Only lines with the word "wooden" are wanted; copy each of them from the listing below.
+ + + + +
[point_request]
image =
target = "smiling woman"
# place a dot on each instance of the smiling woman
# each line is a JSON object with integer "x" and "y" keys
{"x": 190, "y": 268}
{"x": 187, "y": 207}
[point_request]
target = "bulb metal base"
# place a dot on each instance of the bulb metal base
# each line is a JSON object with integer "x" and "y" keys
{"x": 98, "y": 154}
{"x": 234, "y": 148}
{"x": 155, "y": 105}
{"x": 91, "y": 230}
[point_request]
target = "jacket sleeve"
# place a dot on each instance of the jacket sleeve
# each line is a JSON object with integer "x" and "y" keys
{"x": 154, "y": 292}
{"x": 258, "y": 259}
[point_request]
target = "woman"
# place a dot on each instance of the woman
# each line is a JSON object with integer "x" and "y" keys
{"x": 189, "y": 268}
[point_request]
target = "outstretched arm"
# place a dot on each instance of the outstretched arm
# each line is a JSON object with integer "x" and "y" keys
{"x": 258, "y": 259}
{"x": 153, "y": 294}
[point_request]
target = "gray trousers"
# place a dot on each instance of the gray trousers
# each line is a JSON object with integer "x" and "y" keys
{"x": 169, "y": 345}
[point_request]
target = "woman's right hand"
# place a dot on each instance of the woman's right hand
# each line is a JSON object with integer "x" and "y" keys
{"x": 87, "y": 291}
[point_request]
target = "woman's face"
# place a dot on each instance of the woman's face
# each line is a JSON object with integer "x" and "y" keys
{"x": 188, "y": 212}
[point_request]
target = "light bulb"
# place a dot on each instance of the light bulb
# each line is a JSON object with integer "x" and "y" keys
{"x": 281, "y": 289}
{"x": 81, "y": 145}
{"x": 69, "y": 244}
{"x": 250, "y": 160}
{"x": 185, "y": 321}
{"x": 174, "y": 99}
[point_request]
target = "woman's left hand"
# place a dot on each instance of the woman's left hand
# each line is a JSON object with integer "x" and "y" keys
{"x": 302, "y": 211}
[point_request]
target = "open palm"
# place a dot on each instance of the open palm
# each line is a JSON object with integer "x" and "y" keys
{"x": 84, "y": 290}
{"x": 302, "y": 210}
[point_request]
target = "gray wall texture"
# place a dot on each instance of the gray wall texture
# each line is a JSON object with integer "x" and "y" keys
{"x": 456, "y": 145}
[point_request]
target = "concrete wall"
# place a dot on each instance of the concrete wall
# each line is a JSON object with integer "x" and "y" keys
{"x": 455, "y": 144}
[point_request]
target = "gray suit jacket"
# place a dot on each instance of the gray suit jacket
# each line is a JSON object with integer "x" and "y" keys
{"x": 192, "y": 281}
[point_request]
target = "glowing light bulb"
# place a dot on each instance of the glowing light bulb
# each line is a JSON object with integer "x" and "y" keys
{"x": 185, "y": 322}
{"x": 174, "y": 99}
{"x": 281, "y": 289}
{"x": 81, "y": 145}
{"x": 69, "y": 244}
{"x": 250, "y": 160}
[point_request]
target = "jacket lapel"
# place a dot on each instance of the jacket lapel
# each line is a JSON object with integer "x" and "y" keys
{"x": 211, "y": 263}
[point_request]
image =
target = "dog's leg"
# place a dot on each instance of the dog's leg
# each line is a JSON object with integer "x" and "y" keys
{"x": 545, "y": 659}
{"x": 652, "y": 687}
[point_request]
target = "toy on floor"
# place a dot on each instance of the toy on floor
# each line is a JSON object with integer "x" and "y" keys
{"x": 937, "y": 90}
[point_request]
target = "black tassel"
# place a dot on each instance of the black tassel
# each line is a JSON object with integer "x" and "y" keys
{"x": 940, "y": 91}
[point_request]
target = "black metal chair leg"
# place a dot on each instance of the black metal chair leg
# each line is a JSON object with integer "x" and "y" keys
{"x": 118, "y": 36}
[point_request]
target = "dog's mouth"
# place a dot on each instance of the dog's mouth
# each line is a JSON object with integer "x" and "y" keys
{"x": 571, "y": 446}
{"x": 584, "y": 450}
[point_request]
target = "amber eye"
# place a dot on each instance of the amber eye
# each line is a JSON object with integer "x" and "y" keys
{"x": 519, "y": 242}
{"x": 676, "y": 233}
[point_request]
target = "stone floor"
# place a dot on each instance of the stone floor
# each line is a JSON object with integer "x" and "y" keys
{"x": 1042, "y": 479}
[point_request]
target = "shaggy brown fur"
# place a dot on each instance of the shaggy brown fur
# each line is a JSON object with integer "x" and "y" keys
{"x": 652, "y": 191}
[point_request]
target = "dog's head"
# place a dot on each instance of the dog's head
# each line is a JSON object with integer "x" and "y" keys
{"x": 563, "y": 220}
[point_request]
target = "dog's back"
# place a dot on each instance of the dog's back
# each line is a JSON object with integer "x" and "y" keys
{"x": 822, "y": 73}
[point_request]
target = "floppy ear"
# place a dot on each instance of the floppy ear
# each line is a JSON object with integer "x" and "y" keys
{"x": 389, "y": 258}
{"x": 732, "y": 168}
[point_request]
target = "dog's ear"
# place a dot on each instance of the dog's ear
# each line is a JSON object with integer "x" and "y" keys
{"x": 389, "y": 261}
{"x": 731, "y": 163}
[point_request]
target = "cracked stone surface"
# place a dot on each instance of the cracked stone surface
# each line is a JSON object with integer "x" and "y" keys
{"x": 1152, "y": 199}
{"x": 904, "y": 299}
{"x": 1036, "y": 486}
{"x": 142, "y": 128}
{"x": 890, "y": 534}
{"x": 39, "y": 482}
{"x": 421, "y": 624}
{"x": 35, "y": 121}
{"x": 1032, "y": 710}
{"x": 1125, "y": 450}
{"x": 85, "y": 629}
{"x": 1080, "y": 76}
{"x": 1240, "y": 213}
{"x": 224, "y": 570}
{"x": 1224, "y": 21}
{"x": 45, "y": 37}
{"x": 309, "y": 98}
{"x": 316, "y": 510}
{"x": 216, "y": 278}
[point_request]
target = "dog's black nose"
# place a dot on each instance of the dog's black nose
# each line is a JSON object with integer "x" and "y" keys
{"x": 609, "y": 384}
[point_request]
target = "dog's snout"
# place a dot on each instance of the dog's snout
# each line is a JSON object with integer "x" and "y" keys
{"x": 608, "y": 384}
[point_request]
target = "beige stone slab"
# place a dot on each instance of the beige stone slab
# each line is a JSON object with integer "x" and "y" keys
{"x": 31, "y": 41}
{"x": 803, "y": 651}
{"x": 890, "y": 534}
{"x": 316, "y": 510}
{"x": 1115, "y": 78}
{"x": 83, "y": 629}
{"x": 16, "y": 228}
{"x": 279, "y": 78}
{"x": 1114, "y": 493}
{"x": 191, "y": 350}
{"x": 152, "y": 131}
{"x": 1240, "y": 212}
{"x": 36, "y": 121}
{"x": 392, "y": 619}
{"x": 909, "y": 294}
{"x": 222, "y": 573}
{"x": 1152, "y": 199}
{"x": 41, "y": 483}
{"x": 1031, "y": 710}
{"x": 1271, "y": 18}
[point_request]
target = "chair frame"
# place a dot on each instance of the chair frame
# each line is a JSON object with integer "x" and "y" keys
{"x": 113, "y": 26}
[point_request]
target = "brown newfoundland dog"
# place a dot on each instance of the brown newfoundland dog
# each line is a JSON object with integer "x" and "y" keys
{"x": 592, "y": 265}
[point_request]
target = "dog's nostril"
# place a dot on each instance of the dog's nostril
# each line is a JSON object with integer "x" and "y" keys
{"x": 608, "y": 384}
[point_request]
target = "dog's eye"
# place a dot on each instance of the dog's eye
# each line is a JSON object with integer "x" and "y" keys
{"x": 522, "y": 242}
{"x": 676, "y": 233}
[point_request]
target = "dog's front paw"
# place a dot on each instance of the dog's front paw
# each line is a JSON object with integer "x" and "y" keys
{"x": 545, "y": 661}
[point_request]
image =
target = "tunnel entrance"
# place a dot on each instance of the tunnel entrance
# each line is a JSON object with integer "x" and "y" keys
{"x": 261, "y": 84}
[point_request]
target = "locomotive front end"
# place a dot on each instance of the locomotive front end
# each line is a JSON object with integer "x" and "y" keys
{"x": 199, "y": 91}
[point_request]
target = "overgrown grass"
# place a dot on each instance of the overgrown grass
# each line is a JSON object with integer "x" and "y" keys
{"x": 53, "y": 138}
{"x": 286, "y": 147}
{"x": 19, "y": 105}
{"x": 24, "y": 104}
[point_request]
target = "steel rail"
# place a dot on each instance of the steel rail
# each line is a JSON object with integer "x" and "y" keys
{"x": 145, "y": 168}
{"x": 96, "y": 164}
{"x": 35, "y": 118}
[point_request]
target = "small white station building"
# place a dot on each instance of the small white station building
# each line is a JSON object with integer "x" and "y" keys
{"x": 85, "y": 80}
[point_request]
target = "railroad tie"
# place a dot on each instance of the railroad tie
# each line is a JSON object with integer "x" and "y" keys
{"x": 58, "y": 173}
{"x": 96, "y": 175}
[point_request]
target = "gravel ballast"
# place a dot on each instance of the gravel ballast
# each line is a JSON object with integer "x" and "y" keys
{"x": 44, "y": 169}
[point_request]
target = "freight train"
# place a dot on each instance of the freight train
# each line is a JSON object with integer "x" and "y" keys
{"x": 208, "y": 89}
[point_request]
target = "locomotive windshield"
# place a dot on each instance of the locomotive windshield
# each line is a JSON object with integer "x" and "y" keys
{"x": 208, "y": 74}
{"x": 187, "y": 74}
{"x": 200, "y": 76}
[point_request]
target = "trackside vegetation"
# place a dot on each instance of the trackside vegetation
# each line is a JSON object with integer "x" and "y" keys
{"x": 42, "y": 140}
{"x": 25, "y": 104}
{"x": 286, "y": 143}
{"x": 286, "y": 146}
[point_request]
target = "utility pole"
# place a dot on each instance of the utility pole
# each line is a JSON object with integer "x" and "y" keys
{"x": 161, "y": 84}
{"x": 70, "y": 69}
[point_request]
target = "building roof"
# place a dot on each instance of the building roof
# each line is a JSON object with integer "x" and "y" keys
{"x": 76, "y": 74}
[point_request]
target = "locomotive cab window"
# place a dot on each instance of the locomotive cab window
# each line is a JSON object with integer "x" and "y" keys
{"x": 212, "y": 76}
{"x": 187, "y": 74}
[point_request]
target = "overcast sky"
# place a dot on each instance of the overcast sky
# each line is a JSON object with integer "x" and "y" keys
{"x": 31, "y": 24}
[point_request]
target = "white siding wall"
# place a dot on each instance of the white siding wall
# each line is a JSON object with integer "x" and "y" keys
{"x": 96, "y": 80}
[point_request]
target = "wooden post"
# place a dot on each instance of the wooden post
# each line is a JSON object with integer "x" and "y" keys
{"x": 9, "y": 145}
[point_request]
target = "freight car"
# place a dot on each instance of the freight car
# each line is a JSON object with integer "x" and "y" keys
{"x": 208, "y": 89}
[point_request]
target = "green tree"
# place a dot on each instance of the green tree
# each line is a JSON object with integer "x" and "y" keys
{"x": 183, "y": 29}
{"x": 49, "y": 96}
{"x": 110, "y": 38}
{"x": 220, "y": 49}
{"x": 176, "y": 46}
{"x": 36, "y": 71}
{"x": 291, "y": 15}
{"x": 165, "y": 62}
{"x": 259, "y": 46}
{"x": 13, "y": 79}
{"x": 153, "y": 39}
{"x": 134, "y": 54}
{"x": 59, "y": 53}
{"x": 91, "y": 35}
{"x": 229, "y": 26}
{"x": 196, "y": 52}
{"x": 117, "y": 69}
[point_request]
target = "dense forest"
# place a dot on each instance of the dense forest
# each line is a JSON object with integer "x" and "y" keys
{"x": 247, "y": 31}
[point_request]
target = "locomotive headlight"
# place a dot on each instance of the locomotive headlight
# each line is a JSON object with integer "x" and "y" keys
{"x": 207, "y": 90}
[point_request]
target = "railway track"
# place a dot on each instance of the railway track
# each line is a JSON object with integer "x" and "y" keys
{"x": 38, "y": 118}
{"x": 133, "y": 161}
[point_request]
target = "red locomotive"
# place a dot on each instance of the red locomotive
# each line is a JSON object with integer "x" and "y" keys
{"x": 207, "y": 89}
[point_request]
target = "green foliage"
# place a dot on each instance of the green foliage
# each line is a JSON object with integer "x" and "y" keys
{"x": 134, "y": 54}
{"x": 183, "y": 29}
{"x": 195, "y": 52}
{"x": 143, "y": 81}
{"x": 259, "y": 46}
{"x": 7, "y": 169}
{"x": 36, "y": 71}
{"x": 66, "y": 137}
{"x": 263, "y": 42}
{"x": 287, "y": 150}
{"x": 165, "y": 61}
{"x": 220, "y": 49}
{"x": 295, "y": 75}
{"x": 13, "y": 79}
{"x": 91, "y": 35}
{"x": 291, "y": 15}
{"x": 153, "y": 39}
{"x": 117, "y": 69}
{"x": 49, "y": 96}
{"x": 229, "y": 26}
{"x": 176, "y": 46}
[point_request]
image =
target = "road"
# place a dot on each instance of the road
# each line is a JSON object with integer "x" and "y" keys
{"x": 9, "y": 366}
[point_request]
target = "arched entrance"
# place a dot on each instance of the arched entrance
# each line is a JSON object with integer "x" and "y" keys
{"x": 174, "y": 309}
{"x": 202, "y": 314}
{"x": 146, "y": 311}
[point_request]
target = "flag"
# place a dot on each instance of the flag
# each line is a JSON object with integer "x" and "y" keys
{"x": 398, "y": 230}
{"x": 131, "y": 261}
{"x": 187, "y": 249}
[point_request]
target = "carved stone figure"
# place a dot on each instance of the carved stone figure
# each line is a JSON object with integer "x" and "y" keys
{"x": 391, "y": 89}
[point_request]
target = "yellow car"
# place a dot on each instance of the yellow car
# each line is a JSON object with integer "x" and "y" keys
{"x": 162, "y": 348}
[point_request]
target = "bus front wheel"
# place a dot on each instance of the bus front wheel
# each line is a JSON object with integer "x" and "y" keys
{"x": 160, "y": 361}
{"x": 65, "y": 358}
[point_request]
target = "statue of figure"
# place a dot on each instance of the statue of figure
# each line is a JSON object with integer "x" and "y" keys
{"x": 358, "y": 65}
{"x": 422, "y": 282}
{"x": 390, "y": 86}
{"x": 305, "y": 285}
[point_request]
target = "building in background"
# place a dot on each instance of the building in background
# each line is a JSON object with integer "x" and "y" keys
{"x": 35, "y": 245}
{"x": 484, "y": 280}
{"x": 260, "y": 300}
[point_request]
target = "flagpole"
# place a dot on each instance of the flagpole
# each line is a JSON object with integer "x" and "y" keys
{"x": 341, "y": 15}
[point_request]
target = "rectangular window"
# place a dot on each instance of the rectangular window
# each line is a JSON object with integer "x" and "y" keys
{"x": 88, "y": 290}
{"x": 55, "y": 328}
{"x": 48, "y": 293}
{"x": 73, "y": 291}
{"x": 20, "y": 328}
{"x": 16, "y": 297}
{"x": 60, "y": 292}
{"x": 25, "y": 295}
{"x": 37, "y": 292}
+ + + + +
Answer section =
target = "wooden post"
# place a dot on each instance of the wooden post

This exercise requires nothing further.